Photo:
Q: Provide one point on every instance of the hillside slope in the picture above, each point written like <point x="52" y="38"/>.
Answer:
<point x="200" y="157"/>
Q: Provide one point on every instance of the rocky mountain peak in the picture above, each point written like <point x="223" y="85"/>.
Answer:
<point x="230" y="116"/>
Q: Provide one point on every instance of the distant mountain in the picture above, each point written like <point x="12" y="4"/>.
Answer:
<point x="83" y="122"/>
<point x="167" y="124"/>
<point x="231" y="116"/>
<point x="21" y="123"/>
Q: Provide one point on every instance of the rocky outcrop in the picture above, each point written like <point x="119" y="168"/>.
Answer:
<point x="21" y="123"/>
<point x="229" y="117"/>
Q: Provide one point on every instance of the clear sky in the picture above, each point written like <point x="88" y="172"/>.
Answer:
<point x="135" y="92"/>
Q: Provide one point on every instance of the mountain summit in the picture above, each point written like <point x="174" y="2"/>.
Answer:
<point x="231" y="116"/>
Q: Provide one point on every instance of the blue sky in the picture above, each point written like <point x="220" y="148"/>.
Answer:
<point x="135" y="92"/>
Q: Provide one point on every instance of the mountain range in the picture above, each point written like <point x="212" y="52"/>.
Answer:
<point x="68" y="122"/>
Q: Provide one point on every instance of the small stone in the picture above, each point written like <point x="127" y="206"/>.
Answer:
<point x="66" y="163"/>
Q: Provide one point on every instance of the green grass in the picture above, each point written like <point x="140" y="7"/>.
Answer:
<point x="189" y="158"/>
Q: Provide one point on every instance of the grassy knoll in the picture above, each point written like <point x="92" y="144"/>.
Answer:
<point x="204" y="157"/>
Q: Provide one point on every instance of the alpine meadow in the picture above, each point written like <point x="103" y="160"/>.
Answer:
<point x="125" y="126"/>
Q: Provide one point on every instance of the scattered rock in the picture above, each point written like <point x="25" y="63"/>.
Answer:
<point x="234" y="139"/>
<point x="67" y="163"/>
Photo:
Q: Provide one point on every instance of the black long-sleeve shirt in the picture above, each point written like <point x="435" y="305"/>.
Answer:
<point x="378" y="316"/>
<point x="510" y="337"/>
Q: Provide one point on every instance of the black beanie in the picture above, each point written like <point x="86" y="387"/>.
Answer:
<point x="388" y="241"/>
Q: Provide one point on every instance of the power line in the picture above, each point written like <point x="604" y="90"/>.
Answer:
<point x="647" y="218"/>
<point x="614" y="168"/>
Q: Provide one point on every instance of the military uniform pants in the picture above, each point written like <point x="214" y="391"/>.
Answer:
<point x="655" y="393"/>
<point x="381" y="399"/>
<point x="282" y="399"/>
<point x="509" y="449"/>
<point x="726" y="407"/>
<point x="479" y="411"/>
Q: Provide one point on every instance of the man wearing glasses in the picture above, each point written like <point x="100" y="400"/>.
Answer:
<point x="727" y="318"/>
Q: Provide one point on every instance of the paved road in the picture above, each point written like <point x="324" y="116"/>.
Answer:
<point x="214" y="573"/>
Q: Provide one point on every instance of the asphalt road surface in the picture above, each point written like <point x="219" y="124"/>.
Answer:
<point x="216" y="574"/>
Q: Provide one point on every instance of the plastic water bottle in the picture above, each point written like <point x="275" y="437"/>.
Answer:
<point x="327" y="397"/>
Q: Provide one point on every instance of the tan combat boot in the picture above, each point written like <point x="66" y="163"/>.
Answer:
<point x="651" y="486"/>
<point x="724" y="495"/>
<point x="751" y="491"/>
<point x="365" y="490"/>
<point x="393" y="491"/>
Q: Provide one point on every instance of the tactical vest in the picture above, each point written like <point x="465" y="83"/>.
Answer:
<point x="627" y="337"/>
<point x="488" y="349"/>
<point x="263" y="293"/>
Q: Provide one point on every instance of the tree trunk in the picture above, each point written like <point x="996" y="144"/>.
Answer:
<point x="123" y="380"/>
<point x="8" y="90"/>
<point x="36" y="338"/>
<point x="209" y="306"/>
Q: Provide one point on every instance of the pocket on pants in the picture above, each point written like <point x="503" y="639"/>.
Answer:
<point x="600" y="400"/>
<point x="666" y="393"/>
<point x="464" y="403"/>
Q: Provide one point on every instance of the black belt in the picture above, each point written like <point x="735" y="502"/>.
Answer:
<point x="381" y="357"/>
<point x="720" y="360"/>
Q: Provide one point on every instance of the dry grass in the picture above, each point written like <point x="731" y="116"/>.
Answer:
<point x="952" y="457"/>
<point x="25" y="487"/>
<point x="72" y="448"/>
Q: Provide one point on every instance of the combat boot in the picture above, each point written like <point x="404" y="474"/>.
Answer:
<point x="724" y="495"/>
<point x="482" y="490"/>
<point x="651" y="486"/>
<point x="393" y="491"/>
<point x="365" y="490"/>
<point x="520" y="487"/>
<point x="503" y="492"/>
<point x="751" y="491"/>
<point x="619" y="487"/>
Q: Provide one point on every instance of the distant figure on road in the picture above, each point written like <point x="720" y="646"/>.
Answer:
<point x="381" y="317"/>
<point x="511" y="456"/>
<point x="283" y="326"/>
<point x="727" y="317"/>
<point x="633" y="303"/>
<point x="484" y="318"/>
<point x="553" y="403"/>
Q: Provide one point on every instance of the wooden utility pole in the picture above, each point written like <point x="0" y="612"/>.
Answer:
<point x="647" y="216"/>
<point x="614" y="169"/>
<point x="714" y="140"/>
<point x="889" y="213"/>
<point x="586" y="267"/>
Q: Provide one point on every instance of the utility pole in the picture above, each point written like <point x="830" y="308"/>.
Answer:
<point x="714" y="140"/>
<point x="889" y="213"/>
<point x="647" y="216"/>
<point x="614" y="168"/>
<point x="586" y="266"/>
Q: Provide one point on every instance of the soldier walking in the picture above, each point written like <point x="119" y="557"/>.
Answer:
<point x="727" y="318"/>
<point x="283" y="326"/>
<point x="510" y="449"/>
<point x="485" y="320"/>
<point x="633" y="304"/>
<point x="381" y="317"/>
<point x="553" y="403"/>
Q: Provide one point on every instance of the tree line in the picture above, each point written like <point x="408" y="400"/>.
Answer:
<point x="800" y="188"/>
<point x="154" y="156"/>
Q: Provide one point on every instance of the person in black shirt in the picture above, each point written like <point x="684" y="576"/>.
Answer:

────────────────────

#### [EXERCISE]
Convert every line of the records above into a JSON list of strings, one string per line, with blank lines left out.

#### [WRITTEN RESPONSE]
[
  "Photo:",
  "Q: Provide one point on every instance of the hillside slope in the picture above, each point written like <point x=\"52\" y=\"38\"/>.",
  "Answer:",
  "<point x=\"200\" y=\"157\"/>",
  "Q: Provide one point on every instance of the rocky mountain peak in the picture above, each point written like <point x=\"223\" y=\"85\"/>.",
  "Answer:",
  "<point x=\"230\" y=\"116\"/>",
  "Q: Provide one point on every instance of the distant mountain in the picture above, each point written like <point x=\"12\" y=\"4\"/>.",
  "Answer:",
  "<point x=\"83\" y=\"122\"/>",
  "<point x=\"167\" y=\"124\"/>",
  "<point x=\"231\" y=\"116\"/>",
  "<point x=\"21\" y=\"123\"/>",
  "Q: Provide one point on every instance of the rocky outcrop in the picture above, each point written like <point x=\"119\" y=\"168\"/>.",
  "Answer:",
  "<point x=\"21\" y=\"123\"/>",
  "<point x=\"229\" y=\"117\"/>",
  "Q: Provide one point on every instance of the clear sky in the picture above, each point written like <point x=\"88\" y=\"172\"/>.",
  "Answer:",
  "<point x=\"135\" y=\"92\"/>",
  "Q: Provide one point on every instance of the mountain summit in the picture above, each point written like <point x=\"174\" y=\"2\"/>.",
  "Answer:",
  "<point x=\"231\" y=\"116\"/>",
  "Q: Provide one point on every instance of the blue sky in the picture above, each point written like <point x=\"220\" y=\"148\"/>.",
  "Answer:",
  "<point x=\"135\" y=\"92\"/>",
  "Q: Provide one point on every instance of the mountain range in the picture above, each point written like <point x=\"212\" y=\"52\"/>.",
  "Answer:",
  "<point x=\"68\" y=\"122\"/>",
  "Q: Provide one point on every instance of the small stone in the picture above, each point written like <point x=\"127\" y=\"206\"/>.",
  "Answer:",
  "<point x=\"66\" y=\"163\"/>",
  "Q: Provide one point on every instance of the green grass in the picture above, each point written like <point x=\"140\" y=\"7\"/>.",
  "Answer:",
  "<point x=\"189\" y=\"158\"/>",
  "Q: Provide one point on every instance of the grassy knoll in the picture above, each point written like <point x=\"92\" y=\"144\"/>.",
  "Answer:",
  "<point x=\"204\" y=\"157\"/>",
  "Q: Provide one point on every instance of the alpine meadow in the picture above, each point written like <point x=\"103\" y=\"160\"/>.",
  "Answer:",
  "<point x=\"125\" y=\"126\"/>",
  "Q: Provide one point on every instance of the scattered rock in the picture above, each point written like <point x=\"25\" y=\"63\"/>.",
  "Answer:",
  "<point x=\"234\" y=\"139\"/>",
  "<point x=\"67\" y=\"163\"/>",
  "Photo:",
  "Q: Provide one point on every instance of the black long-sleeve shirt in the picture above, each point written like <point x=\"435\" y=\"305\"/>.",
  "Answer:",
  "<point x=\"378\" y=\"316\"/>",
  "<point x=\"510\" y=\"337\"/>",
  "Q: Provide one point on every instance of the black beanie in the picture above, each point written like <point x=\"86\" y=\"387\"/>.",
  "Answer:",
  "<point x=\"388\" y=\"241\"/>",
  "Q: Provide one point on every instance of the power line in the picture above, each point written like <point x=\"604\" y=\"90\"/>.",
  "Answer:",
  "<point x=\"647\" y=\"218\"/>",
  "<point x=\"614\" y=\"168\"/>",
  "Q: Provide one point on every instance of the military uniform pants in the picture above, each point written like <point x=\"214\" y=\"391\"/>.",
  "Answer:",
  "<point x=\"655\" y=\"393\"/>",
  "<point x=\"381\" y=\"399\"/>",
  "<point x=\"282\" y=\"399\"/>",
  "<point x=\"509\" y=\"449\"/>",
  "<point x=\"726\" y=\"407\"/>",
  "<point x=\"479\" y=\"411\"/>",
  "Q: Provide one point on every instance of the man wearing glasses in the picture above, each point written like <point x=\"100\" y=\"400\"/>.",
  "Answer:",
  "<point x=\"727\" y=\"318\"/>",
  "Q: Provide one point on every instance of the paved road in the picture above, each point written like <point x=\"324\" y=\"116\"/>.",
  "Answer:",
  "<point x=\"214\" y=\"573\"/>",
  "Q: Provide one point on every instance of the asphalt road surface in the picture above, each point written like <point x=\"219\" y=\"124\"/>.",
  "Answer:",
  "<point x=\"216\" y=\"574\"/>",
  "Q: Provide one point on every instance of the plastic water bottle in the picture above, each point written like <point x=\"275\" y=\"437\"/>.",
  "Answer:",
  "<point x=\"327\" y=\"397\"/>",
  "Q: Provide one point on every instance of the tan combat boot in the picture above, each point written like <point x=\"66\" y=\"163\"/>.",
  "Answer:",
  "<point x=\"651\" y=\"486\"/>",
  "<point x=\"724\" y=\"495\"/>",
  "<point x=\"751\" y=\"491\"/>",
  "<point x=\"365\" y=\"490\"/>",
  "<point x=\"393\" y=\"491\"/>",
  "Q: Provide one point on every instance of the tactical vest in the picture above, each point written like <point x=\"465\" y=\"83\"/>.",
  "Answer:",
  "<point x=\"627\" y=\"337\"/>",
  "<point x=\"488\" y=\"349\"/>",
  "<point x=\"263\" y=\"293\"/>",
  "Q: Provide one point on every instance of the tree trunk in the picture above, each point written like <point x=\"996\" y=\"144\"/>.",
  "Answer:",
  "<point x=\"123\" y=\"380\"/>",
  "<point x=\"8\" y=\"90\"/>",
  "<point x=\"36\" y=\"338\"/>",
  "<point x=\"209\" y=\"306\"/>",
  "Q: Provide one point on every instance of the pocket on pants in the picture above, each point written like <point x=\"503\" y=\"639\"/>.",
  "Answer:",
  "<point x=\"600\" y=\"400\"/>",
  "<point x=\"666\" y=\"393\"/>",
  "<point x=\"464\" y=\"403\"/>",
  "Q: Provide one point on every instance of the black belt in the picture above, each point written like <point x=\"735\" y=\"502\"/>.",
  "Answer:",
  "<point x=\"381\" y=\"357\"/>",
  "<point x=\"720\" y=\"360\"/>",
  "Q: Provide one point on every instance of the dry grass in the picture above, each point written like <point x=\"731\" y=\"116\"/>.",
  "Answer:",
  "<point x=\"952\" y=\"457\"/>",
  "<point x=\"25\" y=\"487\"/>",
  "<point x=\"72\" y=\"448\"/>",
  "Q: Provide one point on every instance of the combat boot in the picture above, each point written like <point x=\"404\" y=\"474\"/>.",
  "Answer:",
  "<point x=\"724\" y=\"495\"/>",
  "<point x=\"482\" y=\"490\"/>",
  "<point x=\"651\" y=\"486\"/>",
  "<point x=\"393\" y=\"491\"/>",
  "<point x=\"365\" y=\"490\"/>",
  "<point x=\"520\" y=\"487\"/>",
  "<point x=\"503\" y=\"492\"/>",
  "<point x=\"751\" y=\"491\"/>",
  "<point x=\"619\" y=\"487\"/>",
  "Q: Provide one point on every instance of the distant figure on road in the picture above, each point written like <point x=\"720\" y=\"646\"/>.",
  "Answer:",
  "<point x=\"381\" y=\"317\"/>",
  "<point x=\"511\" y=\"456\"/>",
  "<point x=\"283\" y=\"326\"/>",
  "<point x=\"727\" y=\"317\"/>",
  "<point x=\"633\" y=\"303\"/>",
  "<point x=\"484\" y=\"318\"/>",
  "<point x=\"553\" y=\"403\"/>",
  "Q: Provide one point on every instance of the wooden utility pole in the picture above, each point written like <point x=\"0\" y=\"612\"/>.",
  "Answer:",
  "<point x=\"647\" y=\"216\"/>",
  "<point x=\"614\" y=\"169\"/>",
  "<point x=\"714\" y=\"140\"/>",
  "<point x=\"889\" y=\"213\"/>",
  "<point x=\"586\" y=\"267\"/>",
  "Q: Provide one point on every instance of the utility pole in the picture above, each point written like <point x=\"830\" y=\"308\"/>.",
  "Answer:",
  "<point x=\"714\" y=\"140\"/>",
  "<point x=\"889\" y=\"213\"/>",
  "<point x=\"647\" y=\"216\"/>",
  "<point x=\"614\" y=\"168\"/>",
  "<point x=\"586\" y=\"266\"/>",
  "Q: Provide one point on every instance of the soldier walking in the picture above, each point written like <point x=\"119\" y=\"557\"/>.",
  "Answer:",
  "<point x=\"727\" y=\"318\"/>",
  "<point x=\"283\" y=\"326\"/>",
  "<point x=\"510\" y=\"449\"/>",
  "<point x=\"485\" y=\"320\"/>",
  "<point x=\"633\" y=\"304\"/>",
  "<point x=\"381\" y=\"317\"/>",
  "<point x=\"553\" y=\"403\"/>",
  "Q: Provide one point on every instance of the tree line in the picture above, each point written like <point x=\"408\" y=\"400\"/>.",
  "Answer:",
  "<point x=\"800\" y=\"188\"/>",
  "<point x=\"154\" y=\"156\"/>",
  "Q: Provide one point on every instance of the person in black shirt in the picture above, each point written like <point x=\"684\" y=\"576\"/>.",
  "Answer:"
]